→ Text:
THREE people who died earlier this month in Azerbaijan had been infected with bird flu in the country's first case in humans, the Health Ministry said today.
"Initial analysis from the laboratory shows that the three people who died did so as a result of bird flu," Health Ministry spokeswoman Samaya Mamedova said.
"Experts from the World Health Organisation (WHO) also took part in the (laboratory) tests."
She said the results came from a mobile laboratory that was brought into the country from Cairo overnight.
There was no word on the results of tests Azerbaijan sent last week to a laboratory in Britain approved by the WHO.
The mobile laboratory tests showed that one of the dead had not been infected with bird flu, the ministry spokeswoman said. She said a further six people from the same area who were in hospital with suspected bird flu were not infected.

→ Exercises:
1/ In the bird flu report, where was the mobile laboratory brought in from?
2/ Can you shorten the paragraph of the bird flu report that begins "The mobile laboratory tests showed" while keeping its main facts?
3/ Update the bird flu report starting at "THREE people who died earlier" and ending at "from Cairo overnight.", using "field laboratory" in place of "mobile laboratory".

Saved data entries
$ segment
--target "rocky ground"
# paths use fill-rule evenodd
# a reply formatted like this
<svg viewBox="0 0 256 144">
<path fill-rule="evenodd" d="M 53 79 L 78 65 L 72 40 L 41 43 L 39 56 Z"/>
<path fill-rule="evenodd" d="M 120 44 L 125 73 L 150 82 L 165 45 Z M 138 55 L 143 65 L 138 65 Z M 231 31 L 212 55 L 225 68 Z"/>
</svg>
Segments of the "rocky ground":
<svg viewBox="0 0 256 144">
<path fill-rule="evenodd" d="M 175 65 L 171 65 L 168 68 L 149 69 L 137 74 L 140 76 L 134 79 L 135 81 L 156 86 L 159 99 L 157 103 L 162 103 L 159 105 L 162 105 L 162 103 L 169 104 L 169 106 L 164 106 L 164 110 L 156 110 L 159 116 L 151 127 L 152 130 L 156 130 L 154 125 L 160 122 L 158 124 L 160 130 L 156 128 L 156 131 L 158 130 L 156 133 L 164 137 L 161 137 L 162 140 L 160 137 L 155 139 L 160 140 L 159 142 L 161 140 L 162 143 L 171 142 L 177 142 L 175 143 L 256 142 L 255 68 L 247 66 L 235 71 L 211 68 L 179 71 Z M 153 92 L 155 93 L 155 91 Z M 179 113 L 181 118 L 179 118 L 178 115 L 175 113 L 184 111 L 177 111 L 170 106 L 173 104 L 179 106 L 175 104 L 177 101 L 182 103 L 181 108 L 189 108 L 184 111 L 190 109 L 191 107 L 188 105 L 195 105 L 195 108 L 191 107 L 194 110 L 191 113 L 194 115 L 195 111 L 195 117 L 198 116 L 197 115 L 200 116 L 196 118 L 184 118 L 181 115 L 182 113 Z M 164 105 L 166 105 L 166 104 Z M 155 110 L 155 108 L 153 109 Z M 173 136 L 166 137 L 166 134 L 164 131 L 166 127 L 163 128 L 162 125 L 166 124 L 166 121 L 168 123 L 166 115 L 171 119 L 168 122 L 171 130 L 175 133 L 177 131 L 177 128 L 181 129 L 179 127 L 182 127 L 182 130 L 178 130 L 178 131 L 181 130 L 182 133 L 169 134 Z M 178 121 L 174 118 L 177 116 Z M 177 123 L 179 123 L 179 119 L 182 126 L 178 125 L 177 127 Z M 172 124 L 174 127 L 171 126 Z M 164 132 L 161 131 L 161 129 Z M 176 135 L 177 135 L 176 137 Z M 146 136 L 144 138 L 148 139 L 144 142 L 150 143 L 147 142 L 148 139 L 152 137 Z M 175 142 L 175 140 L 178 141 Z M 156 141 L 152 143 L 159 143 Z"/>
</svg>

→ Answers to the exercises:
1/ From Cairo, overnight.

2/ The ministry spokeswoman said the mobile laboratory tests found that one of the dead had not had bird flu, and that six more people from the same area hospitalized with suspected bird flu were not infected either.

3/
THREE people who died earlier this month in Azerbaijan had been infected with bird flu in the country's first case in humans, the Health Ministry said today.
"Initial analysis from the laboratory shows that the three people who died did so as a result of bird flu," Health Ministry spokeswoman Samaya Mamedova said.
"Experts from the World Health Organisation (WHO) also took part in the (laboratory) tests."
She said the results came from a field laboratory that was brought into the country from Cairo overnight.